PACO, IL RE DELLA STRADA 3a ed. ampliata (marzo 2011)

Paco, il Re della strada: nuova edizione ampliata

Sono circa 150.000 i cani abbandonati ogni anno per strada. Si stima che gli incidenti stradali provocati da animali abbandonati siano in media 4.000 l’anno. L’estate e il periodo compreso tra novembre e febbraio registrano i picchi più alti di abbandoni. Molti cani o anche gatti acquistati o adottati a Natale, a Pasqua sono già finiti per strada. Li aspetta quasi sempre un destino crudele. Sono davvero pochi quelli che riescono a cavarsela senza essere investiti o addirittura ammazzati volutamente. Pochissimi, poi, quelli che sopravvivono e riescono a trovare una famiglia. Paco è uno dei pochi che ce l’hanno fatta e, grazie alle sue avventure narrate in prima persona da lui, per mano della sua mamma adottiva Diana, ha svelato a migliaia di umani la realtà a molti sconosciuta del randagismo.
Paco, il Re della strada uscì per la prima volta nel giugno 1997 grazie all’editore Mursia (nella collana arCANI &C.) che per primo capì il grande potenziale di questo libro, tanto da farne anche, subito dopo, un testo di narrativa scolastica. Il libro di Paco accompagnò la nascita del Fondo Amici di Paco (al quale erano destinati i diritti d’autore) e divenne presto un cult per tutti gli amanti degli animali, una pietra miliare della narrativa animalista e un importante strumento di sensibilizzazione per capire un fenomeno vergognoso come quello dell’abbandono.
Dopo nove anni di successo con Mursia, il libro venne ripubblicato nel 2006 in una nuova edizione da Paco Editore, la casa editrice nata come emanazione del Fondo Amici di Paco per sostenere le iniziative dell’associazione. In questo modo non solo i diritti d’autore, ma anche tutto il ricavato va devoluto al Fondo Amici di Paco.
In questi cinque anni il libro ha confermato le sue valenze educative e di sensibilizzazione e ha permesso, tramite le vendite, di aiutare tantissimi animali bisognosi, in nome di Paco. Come sanno tutti coloro che hanno letto il libro, Paco è un ex cane di casa trovatosi improvvisamente randagio, che a un certo punto della sua vita diventa “re della strada”, alla testa di un branco di altri randagi.
###
▸ CONSEGNA A: Estrai dal testo su Paco il passo che comincia con "Paco, il Re della strada: nuova" e finisce con "sconosciuta del randagismo.".
▸ CONSEGNA B: Quale editore pubblicò per primo il libro, secondo il testo su Paco?
Basati esclusivamente sul testo su Paco.

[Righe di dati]
###
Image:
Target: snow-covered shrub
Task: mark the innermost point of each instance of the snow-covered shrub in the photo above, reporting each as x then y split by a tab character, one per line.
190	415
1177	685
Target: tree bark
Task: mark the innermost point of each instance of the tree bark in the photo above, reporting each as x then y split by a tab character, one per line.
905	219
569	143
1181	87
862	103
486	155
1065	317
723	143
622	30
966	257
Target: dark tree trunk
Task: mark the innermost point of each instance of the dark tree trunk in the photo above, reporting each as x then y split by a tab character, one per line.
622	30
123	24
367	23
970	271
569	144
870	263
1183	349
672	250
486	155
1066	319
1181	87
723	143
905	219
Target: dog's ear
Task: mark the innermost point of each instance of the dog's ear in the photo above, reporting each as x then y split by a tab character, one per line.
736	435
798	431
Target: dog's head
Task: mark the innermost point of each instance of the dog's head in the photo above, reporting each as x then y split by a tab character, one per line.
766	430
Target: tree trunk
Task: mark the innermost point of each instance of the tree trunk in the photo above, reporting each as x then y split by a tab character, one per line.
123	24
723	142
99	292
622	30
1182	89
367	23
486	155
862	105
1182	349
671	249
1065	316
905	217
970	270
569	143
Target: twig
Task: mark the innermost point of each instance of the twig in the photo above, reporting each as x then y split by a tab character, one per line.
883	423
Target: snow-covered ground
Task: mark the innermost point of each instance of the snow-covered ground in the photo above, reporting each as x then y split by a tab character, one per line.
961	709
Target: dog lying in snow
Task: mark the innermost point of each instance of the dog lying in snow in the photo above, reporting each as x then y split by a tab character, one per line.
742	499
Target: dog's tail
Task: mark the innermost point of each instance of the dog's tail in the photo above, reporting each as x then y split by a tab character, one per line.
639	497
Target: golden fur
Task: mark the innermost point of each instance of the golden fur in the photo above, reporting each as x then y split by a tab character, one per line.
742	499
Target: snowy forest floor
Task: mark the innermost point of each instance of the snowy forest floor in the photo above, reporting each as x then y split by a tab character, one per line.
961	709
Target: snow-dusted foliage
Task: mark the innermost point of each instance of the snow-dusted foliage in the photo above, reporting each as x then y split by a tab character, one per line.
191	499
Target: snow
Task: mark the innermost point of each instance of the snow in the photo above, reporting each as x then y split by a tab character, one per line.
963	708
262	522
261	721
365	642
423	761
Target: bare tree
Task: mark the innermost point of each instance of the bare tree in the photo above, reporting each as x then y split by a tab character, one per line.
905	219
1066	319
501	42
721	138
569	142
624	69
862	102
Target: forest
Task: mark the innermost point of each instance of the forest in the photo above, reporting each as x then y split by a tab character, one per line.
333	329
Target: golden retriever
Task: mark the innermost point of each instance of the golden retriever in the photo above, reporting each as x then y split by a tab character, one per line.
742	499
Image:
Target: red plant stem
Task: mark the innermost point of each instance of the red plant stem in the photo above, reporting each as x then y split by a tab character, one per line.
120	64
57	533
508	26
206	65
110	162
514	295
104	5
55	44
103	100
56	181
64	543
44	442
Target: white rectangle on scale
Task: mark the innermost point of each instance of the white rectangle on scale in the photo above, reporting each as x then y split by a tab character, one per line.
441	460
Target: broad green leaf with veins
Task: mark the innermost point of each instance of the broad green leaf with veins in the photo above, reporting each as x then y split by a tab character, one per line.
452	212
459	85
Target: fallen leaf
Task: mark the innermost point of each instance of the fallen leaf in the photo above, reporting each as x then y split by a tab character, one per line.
###
▸ SOLUZIONE SCRITTA A:
Paco, il Re della strada: nuova edizione ampliata

Sono circa 150.000 i cani abbandonati ogni anno per strada. Si stima che gli incidenti stradali provocati da animali abbandonati siano in media 4.000 l’anno. L’estate e il periodo compreso tra novembre e febbraio registrano i picchi più alti di abbandoni. Molti cani o anche gatti acquistati o adottati a Natale, a Pasqua sono già finiti per strada. Li aspetta quasi sempre un destino crudele. Sono davvero pochi quelli che riescono a cavarsela senza essere investiti o addirittura ammazzati volutamente. Pochissimi, poi, quelli che sopravvivono e riescono a trovare una famiglia. Paco è uno dei pochi che ce l’hanno fatta e, grazie alle sue avventure narrate in prima persona da lui, per mano della sua mamma adottiva Diana, ha svelato a migliaia di umani la realtà a molti sconosciuta del randagismo.

▸ SOLUZIONE SCRITTA B: L'editore Mursia.